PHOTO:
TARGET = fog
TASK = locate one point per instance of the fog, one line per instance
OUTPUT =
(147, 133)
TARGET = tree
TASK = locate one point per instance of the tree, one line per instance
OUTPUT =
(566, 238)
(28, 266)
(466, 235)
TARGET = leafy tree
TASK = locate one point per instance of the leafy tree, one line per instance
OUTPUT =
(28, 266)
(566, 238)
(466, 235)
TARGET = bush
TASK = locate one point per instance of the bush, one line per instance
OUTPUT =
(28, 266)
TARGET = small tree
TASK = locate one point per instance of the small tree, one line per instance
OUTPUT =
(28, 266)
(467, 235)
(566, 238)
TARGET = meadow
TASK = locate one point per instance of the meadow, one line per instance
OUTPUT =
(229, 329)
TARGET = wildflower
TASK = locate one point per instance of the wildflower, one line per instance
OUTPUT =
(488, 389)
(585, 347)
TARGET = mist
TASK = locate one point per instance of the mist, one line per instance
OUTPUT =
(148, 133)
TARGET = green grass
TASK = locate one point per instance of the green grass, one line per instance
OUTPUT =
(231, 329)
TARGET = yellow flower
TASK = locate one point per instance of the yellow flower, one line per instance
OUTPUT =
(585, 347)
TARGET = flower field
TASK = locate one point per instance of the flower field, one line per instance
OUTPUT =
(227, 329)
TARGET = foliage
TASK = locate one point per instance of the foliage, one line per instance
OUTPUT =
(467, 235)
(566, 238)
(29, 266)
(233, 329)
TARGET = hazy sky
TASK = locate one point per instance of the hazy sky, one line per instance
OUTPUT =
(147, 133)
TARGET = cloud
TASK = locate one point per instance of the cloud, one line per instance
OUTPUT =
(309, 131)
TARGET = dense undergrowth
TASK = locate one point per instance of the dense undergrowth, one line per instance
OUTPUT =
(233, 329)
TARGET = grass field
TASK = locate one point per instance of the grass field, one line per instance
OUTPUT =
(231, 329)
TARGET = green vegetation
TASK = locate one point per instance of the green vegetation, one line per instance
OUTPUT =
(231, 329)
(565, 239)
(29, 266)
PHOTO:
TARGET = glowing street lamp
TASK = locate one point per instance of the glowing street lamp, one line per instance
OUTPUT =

• **Task goal**
Please copy all of the entries above word for word.

• **Completed task**
PHOTO:
TARGET = fog
TASK = locate one point per instance of the fog, one line per instance
OUTPUT =
(147, 133)
TARGET = tree
TASK = locate one point per instance of the tree, one line per instance
OUTPUT =
(566, 238)
(28, 266)
(466, 235)
TARGET = leafy tree
TASK = locate one point per instance of the leafy tree, one line per instance
OUTPUT =
(28, 266)
(566, 238)
(466, 235)
TARGET = bush
TASK = locate one point per instance of the bush, one line per instance
OUTPUT =
(28, 266)
TARGET = small tree
TASK = locate one point per instance of the small tree, one line per instance
OUTPUT =
(28, 266)
(467, 235)
(566, 238)
TARGET = meadow
TASK = locate one point per instance of the meadow, one line per instance
OUTPUT =
(229, 329)
TARGET = wildflower
TASK = locate one point per instance of the wildflower, one line per instance
OUTPUT =
(488, 389)
(585, 347)
TARGET = mist
TASK = locate one point per instance of the mist, one line per instance
OUTPUT =
(148, 133)
TARGET = green grass
TASK = locate one point per instance of the green grass, one line per instance
OUTPUT =
(231, 329)
TARGET = yellow flower
TASK = locate one point per instance of the yellow flower, one line per instance
OUTPUT =
(585, 347)
TARGET = flower field
TASK = locate one point per instance of the flower field, one line per instance
OUTPUT =
(227, 329)
TARGET = foliage
TASK = locate one point per instance of the foliage, one line per instance
OUTPUT =
(467, 235)
(566, 238)
(29, 266)
(233, 329)
TARGET = hazy sky
TASK = locate one point per instance of the hazy sky, one line per instance
OUTPUT =
(147, 133)
TARGET = cloud
TASK = locate one point per instance of the cloud, one line per instance
OUTPUT =
(309, 131)
TARGET = dense undergrowth
TASK = locate one point per instance of the dense undergrowth, one line per instance
OUTPUT =
(233, 329)
TARGET = grass field
TASK = locate one point per instance of the grass field, one line per instance
OUTPUT =
(231, 329)
TARGET = green vegetation
TASK = locate one point per instance of the green vegetation, one line per instance
OUTPUT =
(231, 329)
(565, 239)
(29, 266)
PHOTO:
TARGET = glowing street lamp
TASK = locate one point per instance of the glowing street lamp, one line per instance
OUTPUT =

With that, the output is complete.